# What you have to do
Report, from the records below, every line where the word "stair" appears.

[Stored data entries]
_ _ _ _

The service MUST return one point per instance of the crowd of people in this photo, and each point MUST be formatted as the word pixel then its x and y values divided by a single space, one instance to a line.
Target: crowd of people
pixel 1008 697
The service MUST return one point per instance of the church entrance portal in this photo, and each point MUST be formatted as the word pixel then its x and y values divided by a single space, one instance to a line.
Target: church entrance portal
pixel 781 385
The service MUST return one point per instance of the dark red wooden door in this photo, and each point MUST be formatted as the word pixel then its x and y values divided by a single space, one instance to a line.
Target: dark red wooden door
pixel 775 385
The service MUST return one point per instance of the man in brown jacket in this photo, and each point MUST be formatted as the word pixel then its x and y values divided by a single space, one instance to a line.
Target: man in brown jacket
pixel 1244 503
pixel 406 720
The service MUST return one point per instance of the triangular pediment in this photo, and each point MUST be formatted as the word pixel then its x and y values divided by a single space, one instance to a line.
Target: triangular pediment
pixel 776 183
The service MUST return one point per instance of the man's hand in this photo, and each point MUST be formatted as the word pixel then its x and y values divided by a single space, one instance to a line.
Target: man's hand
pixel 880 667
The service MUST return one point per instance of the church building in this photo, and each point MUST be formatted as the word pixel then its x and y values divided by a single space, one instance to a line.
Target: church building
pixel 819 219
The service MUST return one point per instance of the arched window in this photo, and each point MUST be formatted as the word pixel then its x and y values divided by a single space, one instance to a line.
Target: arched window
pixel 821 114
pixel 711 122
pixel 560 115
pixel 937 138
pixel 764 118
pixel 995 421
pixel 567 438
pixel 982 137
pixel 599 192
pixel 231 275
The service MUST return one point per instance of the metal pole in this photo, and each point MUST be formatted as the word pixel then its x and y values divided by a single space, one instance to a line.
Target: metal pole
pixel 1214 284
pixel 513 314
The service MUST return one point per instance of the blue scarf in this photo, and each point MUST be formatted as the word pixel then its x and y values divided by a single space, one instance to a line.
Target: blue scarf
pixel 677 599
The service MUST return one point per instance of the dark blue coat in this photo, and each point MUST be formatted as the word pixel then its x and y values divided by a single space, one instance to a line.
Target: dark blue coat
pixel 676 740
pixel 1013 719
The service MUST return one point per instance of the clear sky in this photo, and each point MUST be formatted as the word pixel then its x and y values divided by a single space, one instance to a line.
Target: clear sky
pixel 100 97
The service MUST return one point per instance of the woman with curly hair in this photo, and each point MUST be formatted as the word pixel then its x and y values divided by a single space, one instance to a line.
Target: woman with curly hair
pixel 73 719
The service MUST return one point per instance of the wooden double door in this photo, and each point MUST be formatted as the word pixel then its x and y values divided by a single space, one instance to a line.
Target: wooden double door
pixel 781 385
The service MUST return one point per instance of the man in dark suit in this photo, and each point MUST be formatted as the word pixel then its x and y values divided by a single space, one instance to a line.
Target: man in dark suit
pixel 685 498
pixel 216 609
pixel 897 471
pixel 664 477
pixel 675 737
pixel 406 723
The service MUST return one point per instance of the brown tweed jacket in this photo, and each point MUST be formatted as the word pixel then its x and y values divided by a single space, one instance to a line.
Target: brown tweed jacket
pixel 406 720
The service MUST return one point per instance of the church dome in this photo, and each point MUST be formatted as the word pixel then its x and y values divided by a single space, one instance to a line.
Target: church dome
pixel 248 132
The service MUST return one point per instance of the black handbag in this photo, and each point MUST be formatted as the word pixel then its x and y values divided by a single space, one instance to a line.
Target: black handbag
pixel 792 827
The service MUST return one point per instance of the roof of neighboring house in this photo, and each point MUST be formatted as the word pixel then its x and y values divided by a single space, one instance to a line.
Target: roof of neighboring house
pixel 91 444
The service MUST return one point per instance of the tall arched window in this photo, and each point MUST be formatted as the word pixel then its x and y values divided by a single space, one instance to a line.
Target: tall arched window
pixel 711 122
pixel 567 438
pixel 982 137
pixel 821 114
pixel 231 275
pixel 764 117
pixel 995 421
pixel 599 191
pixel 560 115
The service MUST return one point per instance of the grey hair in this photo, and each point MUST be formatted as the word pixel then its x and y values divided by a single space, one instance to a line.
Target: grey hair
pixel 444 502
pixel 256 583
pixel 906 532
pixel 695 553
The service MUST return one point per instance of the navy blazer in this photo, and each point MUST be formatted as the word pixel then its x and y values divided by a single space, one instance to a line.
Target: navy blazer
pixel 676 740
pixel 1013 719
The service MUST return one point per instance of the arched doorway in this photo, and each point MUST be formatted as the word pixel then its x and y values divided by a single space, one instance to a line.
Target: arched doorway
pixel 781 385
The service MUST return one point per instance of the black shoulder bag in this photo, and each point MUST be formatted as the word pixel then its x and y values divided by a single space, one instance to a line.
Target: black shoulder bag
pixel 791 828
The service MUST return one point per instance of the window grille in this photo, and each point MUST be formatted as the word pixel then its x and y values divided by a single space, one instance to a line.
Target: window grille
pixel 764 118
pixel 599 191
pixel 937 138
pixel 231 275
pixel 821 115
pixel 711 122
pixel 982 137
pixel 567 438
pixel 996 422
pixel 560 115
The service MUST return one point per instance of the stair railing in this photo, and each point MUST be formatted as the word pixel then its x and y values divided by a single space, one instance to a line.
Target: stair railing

_ _ _ _

# Exercise solution
The service MUST return one point per instance of the stair railing in this photo, and each point MUST be formatted as the word pixel then its x and y values divided by a single space, one instance to a line.
Target: stair railing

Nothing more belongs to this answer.